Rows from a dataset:
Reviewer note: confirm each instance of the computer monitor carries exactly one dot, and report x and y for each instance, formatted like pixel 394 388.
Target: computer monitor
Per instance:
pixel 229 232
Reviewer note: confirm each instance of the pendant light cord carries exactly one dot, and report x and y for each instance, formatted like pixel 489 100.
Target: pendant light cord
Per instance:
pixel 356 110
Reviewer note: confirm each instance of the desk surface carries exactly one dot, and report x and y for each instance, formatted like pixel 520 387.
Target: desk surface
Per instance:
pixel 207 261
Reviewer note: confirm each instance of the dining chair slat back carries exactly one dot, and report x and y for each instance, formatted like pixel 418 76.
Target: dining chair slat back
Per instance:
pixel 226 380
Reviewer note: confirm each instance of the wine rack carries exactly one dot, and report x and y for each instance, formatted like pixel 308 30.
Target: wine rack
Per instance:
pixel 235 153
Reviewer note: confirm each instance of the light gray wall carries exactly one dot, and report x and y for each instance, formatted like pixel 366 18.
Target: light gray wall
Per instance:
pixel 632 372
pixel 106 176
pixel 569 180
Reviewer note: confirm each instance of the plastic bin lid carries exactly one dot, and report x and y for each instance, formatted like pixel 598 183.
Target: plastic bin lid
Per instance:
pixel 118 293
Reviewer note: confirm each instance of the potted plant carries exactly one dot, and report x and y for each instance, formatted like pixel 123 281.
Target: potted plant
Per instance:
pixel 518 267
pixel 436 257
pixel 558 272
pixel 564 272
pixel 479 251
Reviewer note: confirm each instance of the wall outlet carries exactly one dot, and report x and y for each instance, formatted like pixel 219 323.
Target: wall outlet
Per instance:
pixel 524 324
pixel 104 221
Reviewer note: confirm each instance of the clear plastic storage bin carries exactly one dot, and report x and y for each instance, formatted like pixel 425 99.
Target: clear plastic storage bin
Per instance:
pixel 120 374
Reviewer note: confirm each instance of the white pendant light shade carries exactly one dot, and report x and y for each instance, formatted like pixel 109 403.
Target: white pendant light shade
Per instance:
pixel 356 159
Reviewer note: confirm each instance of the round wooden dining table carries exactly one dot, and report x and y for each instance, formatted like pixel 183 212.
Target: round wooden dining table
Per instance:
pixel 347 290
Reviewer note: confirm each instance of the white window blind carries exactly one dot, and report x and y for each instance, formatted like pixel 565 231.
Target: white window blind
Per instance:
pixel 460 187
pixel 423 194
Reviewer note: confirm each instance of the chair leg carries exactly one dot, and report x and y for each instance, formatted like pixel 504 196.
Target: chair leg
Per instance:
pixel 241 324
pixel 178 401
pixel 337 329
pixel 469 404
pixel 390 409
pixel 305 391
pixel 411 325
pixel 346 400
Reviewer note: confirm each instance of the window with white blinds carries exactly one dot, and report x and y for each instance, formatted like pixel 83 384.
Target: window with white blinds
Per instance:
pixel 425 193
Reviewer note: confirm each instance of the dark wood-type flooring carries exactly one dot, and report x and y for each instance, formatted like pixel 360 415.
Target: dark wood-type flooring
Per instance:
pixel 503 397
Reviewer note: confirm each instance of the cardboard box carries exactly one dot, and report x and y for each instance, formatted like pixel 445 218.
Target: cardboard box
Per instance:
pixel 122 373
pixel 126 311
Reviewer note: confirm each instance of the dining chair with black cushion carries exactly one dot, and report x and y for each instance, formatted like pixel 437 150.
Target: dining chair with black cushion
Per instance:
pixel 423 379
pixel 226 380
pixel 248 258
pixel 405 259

THE EXERCISE
Please copy every line of the listing above word for word.

OUTPUT
Reviewer note: confirm each instance of the computer monitor carries exactly one dot, and report x and y for each instance, formatted like pixel 394 388.
Target: computer monitor
Per instance:
pixel 229 232
Reviewer note: confirm each instance of the pendant light cord carries exactly one dot, and report x and y for each instance, formatted like pixel 489 100.
Target: pendant light cord
Per instance:
pixel 356 110
Reviewer note: confirm each instance of the desk surface carries exactly one dot, and report x and y for each instance, formatted like pixel 520 387.
Target: desk surface
Per instance:
pixel 207 261
Reviewer note: confirm each instance of the dining chair slat back carries exactly one dot, and report x and y for each instance, formatted like pixel 418 76.
Target: dining chair slat back
Per instance:
pixel 226 380
Reviewer note: confirm each instance of the wine rack carries exactly one dot, and report x and y for each instance, formatted like pixel 308 30.
Target: wine rack
Per instance:
pixel 235 153
Reviewer note: confirm each instance of the light gray wall carries exactly one dot, and report x and y for each instance, formatted like pixel 366 18.
Target: light gray wall
Per instance:
pixel 632 372
pixel 106 176
pixel 569 180
Reviewer note: confirm each instance of the plastic bin lid carries exactly one dot, and report x and y for each instance, formatted like pixel 598 183.
Target: plastic bin lid
Per instance:
pixel 118 293
Reviewer note: confirm each instance of the potted plant carries exactly one dot, and report x and y for each instance, formatted like pixel 123 281.
Target: potted plant
Per instance:
pixel 518 267
pixel 436 257
pixel 558 272
pixel 564 272
pixel 479 251
Reviewer note: confirm each instance of the wall outlet carries exactly one dot, and report x and y for each instance, formatted like pixel 219 323.
Target: wall outlet
Per instance:
pixel 524 324
pixel 104 221
Reviewer note: confirm each instance of the clear plastic storage bin carries exactly one dot, and report x and y for each instance, formatted like pixel 425 99.
Target: clear plastic storage bin
Per instance:
pixel 120 374
Reviewer note: confirm each instance of the white pendant light shade carries exactly one dot, and report x and y for each instance, formatted like pixel 109 403.
Target: white pendant light shade
Per instance:
pixel 356 159
Reviewer note: confirm each instance of the round wooden dining table carries exactly one dot, and report x and y for each instance, formatted like pixel 183 212.
Target: round wooden dining table
Per instance:
pixel 347 290
Reviewer note: confirm each instance of the white window blind carries exactly one dot, and report x and y for each instance, formatted like pixel 565 231.
Target: white window blind
Per instance:
pixel 460 187
pixel 423 194
Reviewer note: confirm each instance of the chair leg carries exactly one dot, and report x and y for each instance, formatted like pixel 504 196.
Target: chair leg
Per instance:
pixel 241 324
pixel 178 401
pixel 337 329
pixel 469 404
pixel 390 409
pixel 305 391
pixel 411 325
pixel 346 400
Reviewer note: confirm each instance of the window with white blinds carries exactly one dot, and report x and y for each instance, formatted like pixel 83 384.
Target: window with white blinds
Per instance:
pixel 425 193
Reviewer note: confirm each instance of the dark wood-type flooring carries exactly one dot, and report x and y for each instance, formatted like pixel 360 415.
Target: dark wood-type flooring
Per instance:
pixel 503 397
Reviewer note: confirm each instance of the cardboard box carries exactly one dot, and report x and y for each instance, formatted like pixel 445 218.
Target: cardboard box
Per instance:
pixel 122 373
pixel 126 311
Reviewer note: confirm each instance of the dining chair with black cushion carries exactly one dot, and report x and y for each instance, formatted like pixel 437 150.
Target: dining chair with black cushion
Per instance:
pixel 423 379
pixel 226 380
pixel 248 258
pixel 405 259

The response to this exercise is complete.